▸ THE TASK:
Lines from the one containing "Where can the fallen leaves" through the last line of the data are to be repeated word for word, both ends included.

▸ DATA SUPPLIED:
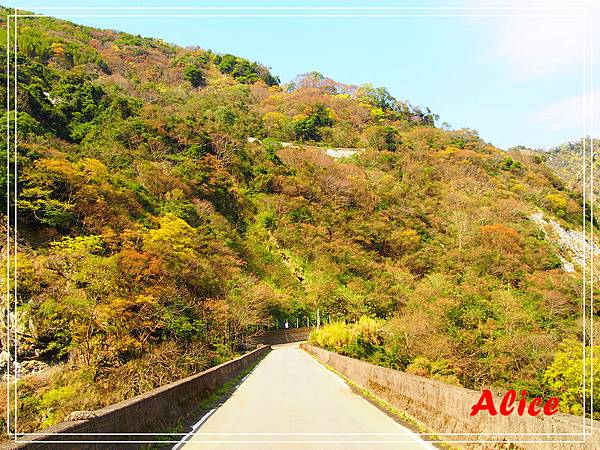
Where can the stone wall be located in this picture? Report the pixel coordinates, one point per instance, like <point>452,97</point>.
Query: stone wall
<point>152,412</point>
<point>443,408</point>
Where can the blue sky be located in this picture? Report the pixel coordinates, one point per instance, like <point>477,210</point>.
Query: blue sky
<point>517,80</point>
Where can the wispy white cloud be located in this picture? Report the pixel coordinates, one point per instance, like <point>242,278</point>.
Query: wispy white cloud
<point>537,46</point>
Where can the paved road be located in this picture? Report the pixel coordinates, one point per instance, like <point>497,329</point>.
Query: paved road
<point>292,401</point>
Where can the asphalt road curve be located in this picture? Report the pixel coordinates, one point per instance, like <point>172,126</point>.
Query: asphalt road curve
<point>291,401</point>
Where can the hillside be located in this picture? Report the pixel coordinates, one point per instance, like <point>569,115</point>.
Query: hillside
<point>566,160</point>
<point>173,200</point>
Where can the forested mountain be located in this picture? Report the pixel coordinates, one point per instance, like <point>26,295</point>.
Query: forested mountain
<point>567,160</point>
<point>171,200</point>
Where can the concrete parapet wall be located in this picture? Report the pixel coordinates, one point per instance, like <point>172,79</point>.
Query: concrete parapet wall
<point>152,412</point>
<point>283,336</point>
<point>444,408</point>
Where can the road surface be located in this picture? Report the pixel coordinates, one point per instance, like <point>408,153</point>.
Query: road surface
<point>291,401</point>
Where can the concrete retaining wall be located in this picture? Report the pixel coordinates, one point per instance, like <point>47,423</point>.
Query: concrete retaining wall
<point>444,408</point>
<point>283,336</point>
<point>152,412</point>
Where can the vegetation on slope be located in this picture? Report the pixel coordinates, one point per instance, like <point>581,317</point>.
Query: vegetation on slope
<point>154,236</point>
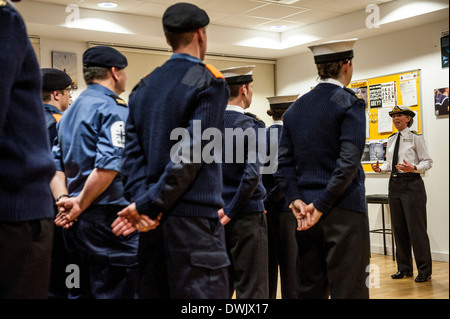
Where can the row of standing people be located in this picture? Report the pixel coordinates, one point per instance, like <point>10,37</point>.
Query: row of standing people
<point>169,239</point>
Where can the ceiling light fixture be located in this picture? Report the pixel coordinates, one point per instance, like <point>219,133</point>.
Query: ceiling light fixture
<point>278,27</point>
<point>107,5</point>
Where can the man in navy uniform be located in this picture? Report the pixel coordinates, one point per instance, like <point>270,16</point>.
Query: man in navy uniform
<point>322,178</point>
<point>280,220</point>
<point>88,155</point>
<point>56,87</point>
<point>243,193</point>
<point>26,204</point>
<point>186,257</point>
<point>56,94</point>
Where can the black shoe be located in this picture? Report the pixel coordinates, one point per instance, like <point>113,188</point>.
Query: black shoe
<point>422,278</point>
<point>401,275</point>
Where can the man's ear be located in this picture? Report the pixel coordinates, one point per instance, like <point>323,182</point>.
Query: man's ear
<point>114,73</point>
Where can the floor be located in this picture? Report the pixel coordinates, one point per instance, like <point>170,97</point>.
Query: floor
<point>383,287</point>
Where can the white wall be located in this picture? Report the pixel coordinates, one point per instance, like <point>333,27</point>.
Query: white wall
<point>416,48</point>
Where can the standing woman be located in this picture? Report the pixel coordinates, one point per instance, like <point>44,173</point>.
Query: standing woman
<point>407,158</point>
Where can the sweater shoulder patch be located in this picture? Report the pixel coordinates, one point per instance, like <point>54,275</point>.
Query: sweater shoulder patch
<point>198,77</point>
<point>118,100</point>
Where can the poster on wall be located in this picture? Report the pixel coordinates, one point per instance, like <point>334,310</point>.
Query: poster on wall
<point>441,101</point>
<point>445,51</point>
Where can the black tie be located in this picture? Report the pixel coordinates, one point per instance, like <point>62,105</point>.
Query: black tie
<point>395,158</point>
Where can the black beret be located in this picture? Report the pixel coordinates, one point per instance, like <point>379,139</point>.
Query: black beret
<point>103,56</point>
<point>54,79</point>
<point>184,17</point>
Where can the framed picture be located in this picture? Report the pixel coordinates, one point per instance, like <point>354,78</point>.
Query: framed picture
<point>66,62</point>
<point>445,51</point>
<point>441,102</point>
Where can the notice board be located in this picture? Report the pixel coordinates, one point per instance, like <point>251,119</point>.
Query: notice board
<point>382,94</point>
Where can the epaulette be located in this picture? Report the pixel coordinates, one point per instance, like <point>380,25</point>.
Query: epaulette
<point>392,135</point>
<point>254,116</point>
<point>353,93</point>
<point>118,100</point>
<point>215,71</point>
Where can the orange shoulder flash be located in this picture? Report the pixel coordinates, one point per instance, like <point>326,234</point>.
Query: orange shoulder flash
<point>214,71</point>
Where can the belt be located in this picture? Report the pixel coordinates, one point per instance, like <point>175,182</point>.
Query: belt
<point>406,175</point>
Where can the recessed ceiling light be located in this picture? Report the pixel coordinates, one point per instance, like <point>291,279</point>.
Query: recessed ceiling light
<point>278,27</point>
<point>107,5</point>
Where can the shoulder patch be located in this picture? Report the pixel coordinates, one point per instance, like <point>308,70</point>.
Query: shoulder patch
<point>198,77</point>
<point>253,115</point>
<point>118,100</point>
<point>215,71</point>
<point>57,117</point>
<point>392,135</point>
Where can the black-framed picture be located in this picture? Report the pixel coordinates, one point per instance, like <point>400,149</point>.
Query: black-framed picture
<point>441,101</point>
<point>445,51</point>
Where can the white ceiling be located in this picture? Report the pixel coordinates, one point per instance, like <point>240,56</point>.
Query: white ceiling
<point>238,27</point>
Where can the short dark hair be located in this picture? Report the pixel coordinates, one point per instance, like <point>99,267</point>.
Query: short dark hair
<point>331,69</point>
<point>92,73</point>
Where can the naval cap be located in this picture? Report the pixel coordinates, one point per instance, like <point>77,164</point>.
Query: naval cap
<point>333,51</point>
<point>402,110</point>
<point>54,79</point>
<point>282,102</point>
<point>239,75</point>
<point>184,17</point>
<point>104,56</point>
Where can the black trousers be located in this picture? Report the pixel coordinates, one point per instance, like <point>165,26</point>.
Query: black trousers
<point>107,263</point>
<point>408,205</point>
<point>283,249</point>
<point>333,257</point>
<point>25,250</point>
<point>184,258</point>
<point>247,247</point>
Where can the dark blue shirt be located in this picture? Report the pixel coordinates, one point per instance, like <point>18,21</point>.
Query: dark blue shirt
<point>176,96</point>
<point>243,191</point>
<point>321,148</point>
<point>26,164</point>
<point>91,134</point>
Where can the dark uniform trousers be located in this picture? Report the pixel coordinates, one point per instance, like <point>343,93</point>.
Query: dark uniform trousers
<point>407,202</point>
<point>247,246</point>
<point>184,258</point>
<point>25,250</point>
<point>107,263</point>
<point>333,257</point>
<point>281,226</point>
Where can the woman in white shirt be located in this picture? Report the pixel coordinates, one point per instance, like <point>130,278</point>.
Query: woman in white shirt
<point>407,157</point>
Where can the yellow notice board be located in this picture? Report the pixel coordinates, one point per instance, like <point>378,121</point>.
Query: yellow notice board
<point>382,94</point>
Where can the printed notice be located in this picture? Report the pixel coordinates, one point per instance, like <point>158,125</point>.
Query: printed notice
<point>409,92</point>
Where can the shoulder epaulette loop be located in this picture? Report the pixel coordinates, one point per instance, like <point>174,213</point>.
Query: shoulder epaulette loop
<point>118,100</point>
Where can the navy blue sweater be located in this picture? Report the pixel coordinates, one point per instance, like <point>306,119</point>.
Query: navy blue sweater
<point>243,190</point>
<point>321,148</point>
<point>26,163</point>
<point>171,98</point>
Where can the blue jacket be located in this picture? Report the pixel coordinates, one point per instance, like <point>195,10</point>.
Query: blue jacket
<point>91,134</point>
<point>26,164</point>
<point>243,191</point>
<point>174,97</point>
<point>321,148</point>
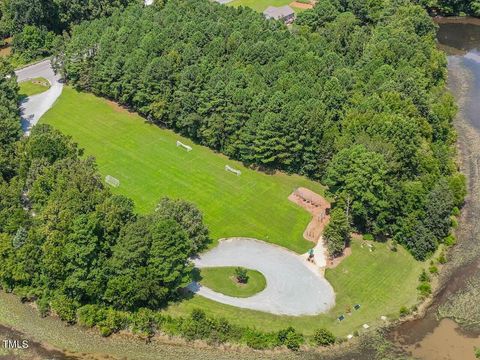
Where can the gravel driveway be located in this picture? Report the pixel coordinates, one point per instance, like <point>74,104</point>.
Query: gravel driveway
<point>294,287</point>
<point>33,107</point>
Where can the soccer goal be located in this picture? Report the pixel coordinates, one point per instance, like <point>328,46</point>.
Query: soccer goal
<point>110,180</point>
<point>235,171</point>
<point>186,147</point>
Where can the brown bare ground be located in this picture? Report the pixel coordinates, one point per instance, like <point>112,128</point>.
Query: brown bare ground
<point>315,205</point>
<point>301,5</point>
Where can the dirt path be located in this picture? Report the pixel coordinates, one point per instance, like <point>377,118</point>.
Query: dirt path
<point>301,5</point>
<point>33,107</point>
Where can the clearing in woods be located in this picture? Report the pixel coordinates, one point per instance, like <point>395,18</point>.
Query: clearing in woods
<point>149,165</point>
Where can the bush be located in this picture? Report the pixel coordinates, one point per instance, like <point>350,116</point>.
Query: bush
<point>241,275</point>
<point>65,308</point>
<point>290,338</point>
<point>450,240</point>
<point>442,259</point>
<point>368,237</point>
<point>425,289</point>
<point>43,305</point>
<point>404,311</point>
<point>293,341</point>
<point>323,337</point>
<point>455,211</point>
<point>90,315</point>
<point>394,246</point>
<point>33,43</point>
<point>259,340</point>
<point>454,222</point>
<point>424,276</point>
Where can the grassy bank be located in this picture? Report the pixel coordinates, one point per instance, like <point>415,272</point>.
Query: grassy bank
<point>381,281</point>
<point>149,166</point>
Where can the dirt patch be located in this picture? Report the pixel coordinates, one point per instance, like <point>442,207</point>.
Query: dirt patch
<point>119,108</point>
<point>315,205</point>
<point>333,263</point>
<point>6,49</point>
<point>301,5</point>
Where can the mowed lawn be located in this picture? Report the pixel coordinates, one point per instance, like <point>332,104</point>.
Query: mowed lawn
<point>381,282</point>
<point>261,5</point>
<point>149,166</point>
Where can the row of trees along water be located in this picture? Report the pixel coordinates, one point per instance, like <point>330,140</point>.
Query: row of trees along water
<point>354,96</point>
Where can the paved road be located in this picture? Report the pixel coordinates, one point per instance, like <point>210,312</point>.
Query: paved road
<point>33,108</point>
<point>294,287</point>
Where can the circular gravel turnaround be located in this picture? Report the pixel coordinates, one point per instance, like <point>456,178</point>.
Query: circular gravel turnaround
<point>293,286</point>
<point>33,107</point>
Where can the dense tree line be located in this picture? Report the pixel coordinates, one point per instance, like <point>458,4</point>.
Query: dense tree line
<point>53,15</point>
<point>37,25</point>
<point>354,96</point>
<point>83,253</point>
<point>66,240</point>
<point>452,7</point>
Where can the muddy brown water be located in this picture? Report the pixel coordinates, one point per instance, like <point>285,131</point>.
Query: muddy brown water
<point>426,338</point>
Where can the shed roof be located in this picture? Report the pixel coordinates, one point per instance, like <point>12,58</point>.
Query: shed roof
<point>281,12</point>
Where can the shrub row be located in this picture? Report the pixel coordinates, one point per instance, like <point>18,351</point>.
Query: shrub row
<point>197,326</point>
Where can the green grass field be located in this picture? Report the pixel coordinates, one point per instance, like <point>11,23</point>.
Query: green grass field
<point>33,87</point>
<point>380,281</point>
<point>222,280</point>
<point>149,166</point>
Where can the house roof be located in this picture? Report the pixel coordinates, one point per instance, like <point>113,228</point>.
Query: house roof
<point>281,12</point>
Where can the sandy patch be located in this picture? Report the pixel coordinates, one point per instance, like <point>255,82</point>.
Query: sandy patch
<point>315,205</point>
<point>333,263</point>
<point>301,5</point>
<point>118,108</point>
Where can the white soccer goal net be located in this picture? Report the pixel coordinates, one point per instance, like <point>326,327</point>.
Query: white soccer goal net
<point>110,180</point>
<point>235,171</point>
<point>186,147</point>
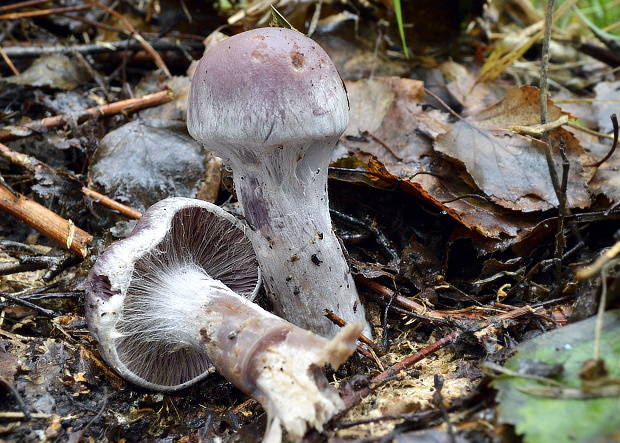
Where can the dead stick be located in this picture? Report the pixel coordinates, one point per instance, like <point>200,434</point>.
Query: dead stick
<point>112,204</point>
<point>386,294</point>
<point>355,397</point>
<point>341,322</point>
<point>42,12</point>
<point>22,5</point>
<point>9,63</point>
<point>129,105</point>
<point>146,45</point>
<point>31,164</point>
<point>50,224</point>
<point>555,181</point>
<point>29,51</point>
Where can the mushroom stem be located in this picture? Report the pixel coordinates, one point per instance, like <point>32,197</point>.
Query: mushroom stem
<point>285,203</point>
<point>265,356</point>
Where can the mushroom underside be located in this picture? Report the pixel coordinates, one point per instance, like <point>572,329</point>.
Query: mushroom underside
<point>152,338</point>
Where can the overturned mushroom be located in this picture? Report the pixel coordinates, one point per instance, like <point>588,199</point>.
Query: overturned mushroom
<point>271,102</point>
<point>173,300</point>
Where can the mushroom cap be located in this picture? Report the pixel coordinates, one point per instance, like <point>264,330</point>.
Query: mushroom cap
<point>266,87</point>
<point>173,233</point>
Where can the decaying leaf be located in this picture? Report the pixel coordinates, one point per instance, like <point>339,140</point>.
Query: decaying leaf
<point>55,71</point>
<point>390,122</point>
<point>511,169</point>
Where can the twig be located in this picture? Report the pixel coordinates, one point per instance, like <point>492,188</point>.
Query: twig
<point>19,301</point>
<point>42,12</point>
<point>355,397</point>
<point>598,326</point>
<point>614,122</point>
<point>31,164</point>
<point>417,417</point>
<point>381,239</point>
<point>145,45</point>
<point>15,414</point>
<point>62,231</point>
<point>544,71</point>
<point>560,241</point>
<point>129,105</point>
<point>386,294</point>
<point>14,268</point>
<point>22,5</point>
<point>9,63</point>
<point>93,48</point>
<point>439,402</point>
<point>112,204</point>
<point>598,264</point>
<point>340,322</point>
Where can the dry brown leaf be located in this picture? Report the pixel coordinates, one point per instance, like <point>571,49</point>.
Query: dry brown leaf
<point>511,169</point>
<point>398,130</point>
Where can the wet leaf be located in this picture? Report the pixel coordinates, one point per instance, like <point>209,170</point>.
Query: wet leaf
<point>54,71</point>
<point>511,169</point>
<point>145,161</point>
<point>390,122</point>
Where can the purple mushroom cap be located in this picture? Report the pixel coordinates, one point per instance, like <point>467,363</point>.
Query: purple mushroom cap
<point>266,87</point>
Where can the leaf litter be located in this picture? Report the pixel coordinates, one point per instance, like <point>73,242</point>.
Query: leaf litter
<point>443,193</point>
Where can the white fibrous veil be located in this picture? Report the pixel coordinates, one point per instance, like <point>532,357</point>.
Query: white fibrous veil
<point>170,284</point>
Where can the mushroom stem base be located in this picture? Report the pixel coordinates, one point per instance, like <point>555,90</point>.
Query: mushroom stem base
<point>276,362</point>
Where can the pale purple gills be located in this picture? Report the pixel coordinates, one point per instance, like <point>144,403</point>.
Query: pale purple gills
<point>173,301</point>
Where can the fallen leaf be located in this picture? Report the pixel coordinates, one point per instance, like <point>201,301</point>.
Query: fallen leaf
<point>511,169</point>
<point>54,71</point>
<point>398,132</point>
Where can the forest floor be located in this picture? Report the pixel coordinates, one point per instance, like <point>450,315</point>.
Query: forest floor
<point>462,244</point>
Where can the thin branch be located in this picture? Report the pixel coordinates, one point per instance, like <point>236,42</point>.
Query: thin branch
<point>145,45</point>
<point>9,63</point>
<point>32,164</point>
<point>544,71</point>
<point>62,231</point>
<point>22,5</point>
<point>19,301</point>
<point>95,48</point>
<point>331,316</point>
<point>129,105</point>
<point>354,398</point>
<point>614,122</point>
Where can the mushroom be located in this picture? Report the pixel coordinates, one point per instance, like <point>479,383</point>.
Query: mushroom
<point>271,103</point>
<point>173,301</point>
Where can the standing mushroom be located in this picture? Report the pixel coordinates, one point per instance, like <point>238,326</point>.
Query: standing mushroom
<point>271,103</point>
<point>173,300</point>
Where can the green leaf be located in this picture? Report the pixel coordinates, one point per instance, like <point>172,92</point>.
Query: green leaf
<point>568,413</point>
<point>401,26</point>
<point>278,20</point>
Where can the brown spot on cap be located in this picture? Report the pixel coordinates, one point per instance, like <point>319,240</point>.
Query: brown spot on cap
<point>298,59</point>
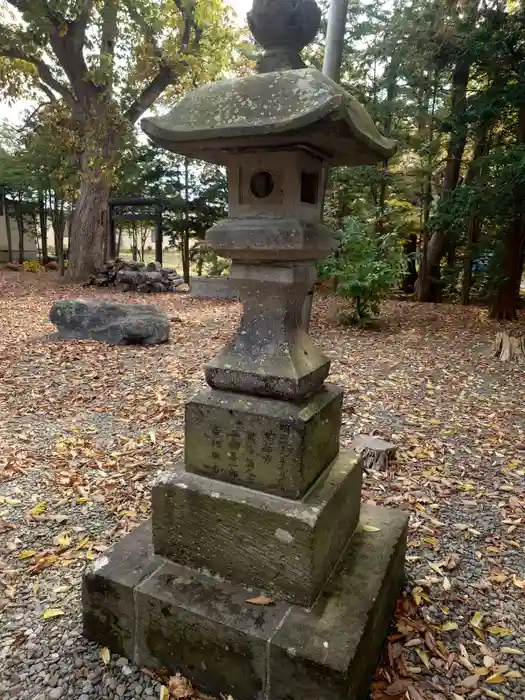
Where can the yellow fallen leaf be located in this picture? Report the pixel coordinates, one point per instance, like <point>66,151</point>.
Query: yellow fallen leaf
<point>39,508</point>
<point>423,656</point>
<point>416,595</point>
<point>491,694</point>
<point>11,501</point>
<point>64,540</point>
<point>448,626</point>
<point>431,540</point>
<point>513,674</point>
<point>499,631</point>
<point>496,678</point>
<point>260,600</point>
<point>476,619</point>
<point>26,554</point>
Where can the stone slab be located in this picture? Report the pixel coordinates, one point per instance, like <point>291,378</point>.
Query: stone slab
<point>108,590</point>
<point>204,627</point>
<point>110,322</point>
<point>278,447</point>
<point>284,546</point>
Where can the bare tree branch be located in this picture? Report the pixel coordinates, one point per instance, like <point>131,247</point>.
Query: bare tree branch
<point>43,70</point>
<point>108,39</point>
<point>47,91</point>
<point>167,72</point>
<point>150,93</point>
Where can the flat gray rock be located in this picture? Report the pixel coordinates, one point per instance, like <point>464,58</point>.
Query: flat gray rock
<point>110,322</point>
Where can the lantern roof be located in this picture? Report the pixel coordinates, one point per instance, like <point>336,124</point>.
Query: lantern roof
<point>278,110</point>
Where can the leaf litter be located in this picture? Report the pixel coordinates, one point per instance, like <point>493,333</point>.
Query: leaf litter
<point>87,427</point>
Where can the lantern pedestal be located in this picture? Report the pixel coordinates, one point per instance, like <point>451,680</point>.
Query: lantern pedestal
<point>160,614</point>
<point>260,576</point>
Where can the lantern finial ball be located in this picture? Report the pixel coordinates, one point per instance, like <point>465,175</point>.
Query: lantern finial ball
<point>283,28</point>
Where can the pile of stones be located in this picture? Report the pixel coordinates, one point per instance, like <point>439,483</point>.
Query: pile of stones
<point>137,277</point>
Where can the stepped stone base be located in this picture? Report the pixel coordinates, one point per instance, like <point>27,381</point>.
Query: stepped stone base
<point>252,538</point>
<point>163,615</point>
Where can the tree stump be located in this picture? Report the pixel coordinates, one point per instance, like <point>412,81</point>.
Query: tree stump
<point>375,451</point>
<point>509,347</point>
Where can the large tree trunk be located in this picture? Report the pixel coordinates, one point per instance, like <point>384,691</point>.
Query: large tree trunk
<point>19,216</point>
<point>410,277</point>
<point>7,227</point>
<point>425,125</point>
<point>42,213</point>
<point>475,222</point>
<point>86,245</point>
<point>429,287</point>
<point>507,296</point>
<point>89,226</point>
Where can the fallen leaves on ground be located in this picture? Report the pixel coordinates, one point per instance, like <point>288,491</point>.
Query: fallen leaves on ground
<point>93,424</point>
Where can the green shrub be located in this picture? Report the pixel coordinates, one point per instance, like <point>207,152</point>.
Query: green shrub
<point>367,267</point>
<point>32,266</point>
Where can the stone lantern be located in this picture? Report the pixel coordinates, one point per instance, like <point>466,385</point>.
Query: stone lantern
<point>257,576</point>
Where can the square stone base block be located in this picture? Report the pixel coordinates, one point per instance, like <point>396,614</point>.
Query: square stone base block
<point>162,615</point>
<point>278,447</point>
<point>284,546</point>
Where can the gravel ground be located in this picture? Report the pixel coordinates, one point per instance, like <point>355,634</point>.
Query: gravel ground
<point>85,429</point>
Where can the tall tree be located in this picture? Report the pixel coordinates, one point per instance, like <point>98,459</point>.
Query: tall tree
<point>109,61</point>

▸ TASK ANSWER:
Where can the fallen leaves on ground be located in this picture? Report the pixel coordinates, one point per instance, like <point>288,491</point>.
Query: fallen leaves on ground
<point>93,424</point>
Where can the green shrub be located in this picture? Report the pixel coordinates, one point per instance, like <point>207,152</point>.
Query: green shrub
<point>367,267</point>
<point>32,266</point>
Where can the stone lantern be located in this picture? Report the pixel coordinates, one point per instance, like <point>466,385</point>.
Query: stone lantern
<point>257,576</point>
Where can the square stone base block be located in this picture? Report the pixel coordinates, one point per instance, like <point>396,614</point>.
Query: square stone base block
<point>162,615</point>
<point>278,447</point>
<point>284,546</point>
Where can the gravel ground be located in this picture? Report the pixel coordinates, one point per instance, like <point>355,634</point>.
Query: gravel ground
<point>85,429</point>
Where can the tall tree be located in this picture? Report the pixel coordinates, one point per instance, like <point>98,459</point>.
Query: tall tree
<point>109,61</point>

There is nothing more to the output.